Challenge 1> Locate each line of the entries below that contains the word "every", and copy those lines.

On 13 November 2015 at 17:18, Alan Lawrence <alan.lawrence@arm.com> wrote:
> On 10/11/15 12:51, Richard Biener wrote:
>>>
>>> Just noticing this... if we have a vectorization factor of 4 and matches
>>> is 1, 1, 1, 1,  1, 1, 0, 0, 0, 0, 0, 0 then this will split into 1, 1, 1, 1 and
>>> 1, 1, 0, 0, 0, ... where we know from the matches that it will again fail?
>>>
>>> Thus shouldn't we split either only if i % vectorization_factor is 0 or
>>> if not, split "twice", dropping the intermediate surely non-matching
>>> group of vectorization_factor size?  After all if we split like with the
>>> patch then the upper half will _not_ be splitted again with the
>>> simplified patch (result will be 1, 1, 0, 0, 0, 0, 0, 0 again).

Extracted entries>
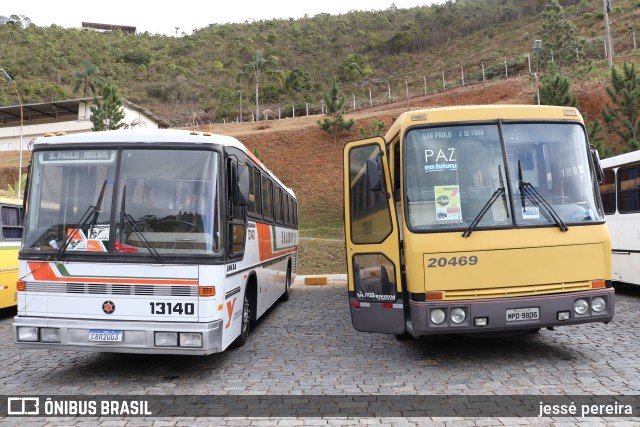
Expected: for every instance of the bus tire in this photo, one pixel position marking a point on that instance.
(246, 321)
(287, 285)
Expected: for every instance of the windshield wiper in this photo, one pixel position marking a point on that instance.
(529, 191)
(499, 192)
(91, 210)
(127, 218)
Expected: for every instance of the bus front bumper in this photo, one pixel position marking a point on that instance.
(135, 337)
(511, 314)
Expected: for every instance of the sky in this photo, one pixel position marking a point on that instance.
(162, 17)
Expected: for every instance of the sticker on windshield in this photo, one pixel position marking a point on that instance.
(439, 160)
(79, 241)
(100, 232)
(530, 212)
(447, 202)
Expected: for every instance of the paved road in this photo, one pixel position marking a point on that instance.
(308, 346)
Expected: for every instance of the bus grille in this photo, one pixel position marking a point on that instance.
(516, 291)
(113, 289)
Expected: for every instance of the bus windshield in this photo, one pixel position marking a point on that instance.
(166, 202)
(456, 176)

Challenge 2>
Using the vectorization email excerpt above, answer these questions:
(a) On what date and at what time did Alan Lawrence write his message?
(b) What vectorization factor does the example assume?
(c) What result does the excerpt say the simplified patch will produce again?

Final result 1>
Expected: for every instance of the bus tire in this photo, one pixel position marking a point on that instance.
Expected: for every instance of the windshield wiper in this photo, one pixel position marking a point on that instance.
Expected: for every instance of the bus front bumper in this photo, one pixel position marking a point on that instance.
Expected: for every instance of the sky in this photo, one pixel position marking a point on that instance.
Expected: for every instance of the sticker on windshield in this photo, one pixel position marking a point on that instance.
Expected: for every instance of the paved road in this photo, one pixel position marking a point on that instance.
Expected: for every instance of the bus grille in this photo, one pixel position marking a point on that instance.
Expected: for every instance of the bus windshield in this photo, one pixel position marking a point on that instance.

Final result 2>
(a) 13 November 2015 at 17:18
(b) 4
(c) 1, 1, 0, 0, 0, 0, 0, 0